__SELECTED EXCERPT__.
.....

Inbound marketing unicorns are extremely rare—don’t expect your part-time intern to create the strategy, collaborate with your sales team, set up all the tools, design and build your website, write all your blogs, manage your social media, produce amazing content offers, and analyze your results.

      • If you have an existing team with these skill sets, see #1—make sure they’re educated in how Inbound Marketing differs from what they’ve been doing up until now.
      • If you have no team, you’ll need to recruit a team of freelancers and act as their general contractor to coordinate all of their activities.
      • Consider hiring an experienced Inbound Agency to avoid wasting time making rookie mistakes. Depending on your needs, you should look for an agency that’s capable of designing and running your entire inbound program, guiding and augmenting your existing team, or “teaching you to fish” independently.

3. Investment in building a scalable infrastructure

Most companies find that they need to complete a few infrastructure-building projects to position themselves for success.

      • Expect to revamp the design and functionality of your website to focus on what your buyer needs to decide to buy from you. For some companies, this means a total website redesign, while others just need to tweak the messaging and add a few calls to action.
      • Plan to invest in marketing automation software to help you manage all of the moving pieces and tie your activity to results—launching landing pages, circulating content on social media, tracking metrics, collecting lead intelligence, and more.
      • You’ll need to invest in creating several initial content offers, landing pages, workflows, and email campaigns to kick-start your marketing engine. If you craft them properly, they’ll continue to serve you for years to come.

4. Discipline and patience

You need to have a consistent recipe for producing new content offers, videos, webinars, etc. to keep people engaged with fresh information.

    • Plan to do a few things well, and execute them consistently, so it’s easier to understand the impact of your activity on your results. If you have too many balls in the air, you’re likely to experience inconsistent results and lose traction.
    • Develop a regular strategic planning habit—meet quarterly and annually to review results, solve issues, and set reasonable goals for the next time period.

Inbound marketing is powerful, but it doesn’t work overnight. We encourage people to create a one- and three-year vision for their Inbound Marketing program. It’s a marathon, not a sprint. But knowing what to expect down the road gives you a great head start for the year ahead!

.....

Collected data:
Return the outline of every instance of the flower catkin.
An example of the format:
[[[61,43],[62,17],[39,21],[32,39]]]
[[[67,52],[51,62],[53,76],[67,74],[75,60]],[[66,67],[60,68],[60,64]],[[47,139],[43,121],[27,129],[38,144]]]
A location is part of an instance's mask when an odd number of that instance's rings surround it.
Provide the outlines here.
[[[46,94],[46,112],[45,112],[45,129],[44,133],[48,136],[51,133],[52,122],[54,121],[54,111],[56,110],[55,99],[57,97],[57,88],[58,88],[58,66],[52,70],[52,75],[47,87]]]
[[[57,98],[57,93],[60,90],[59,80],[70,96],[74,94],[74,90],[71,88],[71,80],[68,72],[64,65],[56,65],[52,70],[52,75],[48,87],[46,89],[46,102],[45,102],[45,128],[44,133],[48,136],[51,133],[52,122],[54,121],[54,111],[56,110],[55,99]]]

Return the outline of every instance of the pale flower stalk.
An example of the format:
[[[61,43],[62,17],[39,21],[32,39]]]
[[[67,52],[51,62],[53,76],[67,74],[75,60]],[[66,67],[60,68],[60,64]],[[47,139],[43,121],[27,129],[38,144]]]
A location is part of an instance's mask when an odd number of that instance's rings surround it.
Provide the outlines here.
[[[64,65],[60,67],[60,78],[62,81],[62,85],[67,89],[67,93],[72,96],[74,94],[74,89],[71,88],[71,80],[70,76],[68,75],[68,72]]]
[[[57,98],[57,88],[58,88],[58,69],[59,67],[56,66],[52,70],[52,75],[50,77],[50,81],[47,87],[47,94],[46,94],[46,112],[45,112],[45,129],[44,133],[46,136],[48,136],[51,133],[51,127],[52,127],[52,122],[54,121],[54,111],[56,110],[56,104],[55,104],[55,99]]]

.....

In the inbound marketing excerpt, what initial items does the text say you'll need to invest in creating to kick-start your marketing engine? List each one.

__COMPLETE ANSWER__.
- Content offers
- Landing pages
- Workflows
- Email campaigns